■ CONSIGNE ■
Recopiez mot pour mot, s'il vous plaît, la partie de l'extrait sur le forum mahorais qui s'ouvre sur les mots contenant « Au terme de » et se ferme sur « intermédiaires et futurs. ».

■ EXTRAIT ■
■ ■ ■

« Le territoire mahorais est durable et mérite qu’on s’y attache »

Au terme de trois jours de discussions et d’échanges intenses sur ce que sera la ville mahoraise de demain, l’Epfam (Établissement public foncier et d’aménagement de Mayotte) a clos le forum « Ville mahoraise durable », ce mercredi à midi. Beaucoup a été dit, beaucoup reste à faire, tous les participants ont salué l’organisation de cette manifestation qui a facilité les échanges entre différents acteurs locaux, régionaux et nationaux autour des notions, de villages anciens, intermédiaires et futurs.

■ ■ ■

■ Annotations de points sur images ■

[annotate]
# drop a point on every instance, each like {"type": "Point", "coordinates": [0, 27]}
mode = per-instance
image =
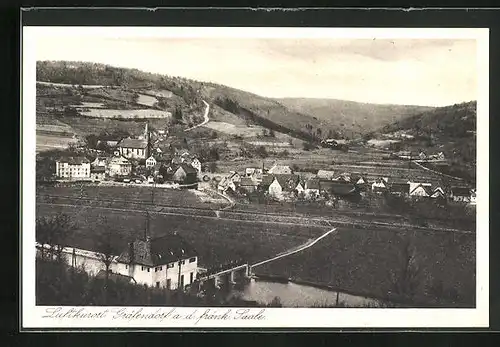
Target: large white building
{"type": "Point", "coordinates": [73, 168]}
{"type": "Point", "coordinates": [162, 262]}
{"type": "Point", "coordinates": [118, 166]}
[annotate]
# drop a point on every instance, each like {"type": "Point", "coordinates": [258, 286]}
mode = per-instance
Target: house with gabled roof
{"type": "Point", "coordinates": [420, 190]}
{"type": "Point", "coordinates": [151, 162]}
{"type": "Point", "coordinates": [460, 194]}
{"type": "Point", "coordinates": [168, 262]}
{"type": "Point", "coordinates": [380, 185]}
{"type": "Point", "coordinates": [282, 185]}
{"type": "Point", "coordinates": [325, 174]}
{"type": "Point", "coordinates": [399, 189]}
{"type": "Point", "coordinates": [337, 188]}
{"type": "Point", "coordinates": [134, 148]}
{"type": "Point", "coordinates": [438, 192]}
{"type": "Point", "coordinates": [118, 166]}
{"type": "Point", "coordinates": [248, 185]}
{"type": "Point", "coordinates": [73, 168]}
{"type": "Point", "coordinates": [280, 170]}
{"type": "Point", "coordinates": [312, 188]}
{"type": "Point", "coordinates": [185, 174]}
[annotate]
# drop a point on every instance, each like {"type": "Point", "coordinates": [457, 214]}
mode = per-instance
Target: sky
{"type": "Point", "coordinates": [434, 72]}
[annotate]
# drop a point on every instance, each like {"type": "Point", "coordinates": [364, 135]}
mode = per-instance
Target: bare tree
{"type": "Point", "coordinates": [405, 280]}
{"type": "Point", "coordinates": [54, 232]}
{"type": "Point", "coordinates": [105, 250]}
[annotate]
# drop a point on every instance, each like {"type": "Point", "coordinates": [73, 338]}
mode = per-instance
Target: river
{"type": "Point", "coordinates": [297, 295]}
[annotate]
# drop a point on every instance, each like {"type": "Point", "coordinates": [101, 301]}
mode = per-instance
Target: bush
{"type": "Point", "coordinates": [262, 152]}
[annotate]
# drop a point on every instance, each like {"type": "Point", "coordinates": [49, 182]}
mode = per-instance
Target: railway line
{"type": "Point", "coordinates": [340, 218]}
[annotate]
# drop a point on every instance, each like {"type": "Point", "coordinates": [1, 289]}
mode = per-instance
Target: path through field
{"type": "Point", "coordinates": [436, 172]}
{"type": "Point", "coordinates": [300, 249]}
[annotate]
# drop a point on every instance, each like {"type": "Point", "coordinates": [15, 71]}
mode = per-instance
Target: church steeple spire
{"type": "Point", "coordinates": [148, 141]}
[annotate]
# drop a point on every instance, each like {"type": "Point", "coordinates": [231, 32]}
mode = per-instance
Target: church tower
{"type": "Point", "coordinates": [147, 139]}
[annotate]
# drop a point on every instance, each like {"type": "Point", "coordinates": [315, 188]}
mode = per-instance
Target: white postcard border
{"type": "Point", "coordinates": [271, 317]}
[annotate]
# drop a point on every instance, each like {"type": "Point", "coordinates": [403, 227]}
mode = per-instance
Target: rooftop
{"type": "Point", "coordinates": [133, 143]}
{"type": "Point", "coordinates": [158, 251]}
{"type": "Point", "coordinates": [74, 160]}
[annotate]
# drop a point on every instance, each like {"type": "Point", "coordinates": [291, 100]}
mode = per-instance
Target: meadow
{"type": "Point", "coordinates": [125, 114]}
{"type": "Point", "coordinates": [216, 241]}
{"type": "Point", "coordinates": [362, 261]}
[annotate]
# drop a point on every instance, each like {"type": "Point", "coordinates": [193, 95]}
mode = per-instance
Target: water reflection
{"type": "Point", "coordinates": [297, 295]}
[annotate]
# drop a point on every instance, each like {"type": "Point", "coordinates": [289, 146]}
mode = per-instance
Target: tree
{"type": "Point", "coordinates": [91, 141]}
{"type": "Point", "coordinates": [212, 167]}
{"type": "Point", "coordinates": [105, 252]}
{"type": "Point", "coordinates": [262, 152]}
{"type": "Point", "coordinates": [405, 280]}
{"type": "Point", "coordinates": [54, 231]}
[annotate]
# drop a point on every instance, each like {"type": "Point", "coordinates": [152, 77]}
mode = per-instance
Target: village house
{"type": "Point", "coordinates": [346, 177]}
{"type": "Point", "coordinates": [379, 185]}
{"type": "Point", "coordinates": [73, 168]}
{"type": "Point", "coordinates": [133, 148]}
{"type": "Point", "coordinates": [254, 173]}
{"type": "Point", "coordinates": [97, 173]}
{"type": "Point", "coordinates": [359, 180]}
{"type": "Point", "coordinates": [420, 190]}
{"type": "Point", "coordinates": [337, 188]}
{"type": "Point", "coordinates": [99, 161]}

■ ■ ■

■ RÉSULTAT FINAL ■
Au terme de trois jours de discussions et d’échanges intenses sur ce que sera la ville mahoraise de demain, l’Epfam (Établissement public foncier et d’aménagement de Mayotte) a clos le forum « Ville mahoraise durable », ce mercredi à midi. Beaucoup a été dit, beaucoup reste à faire, tous les participants ont salué l’organisation de cette manifestation qui a facilité les échanges entre différents acteurs locaux, régionaux et nationaux autour des notions, de villages anciens, intermédiaires et futurs.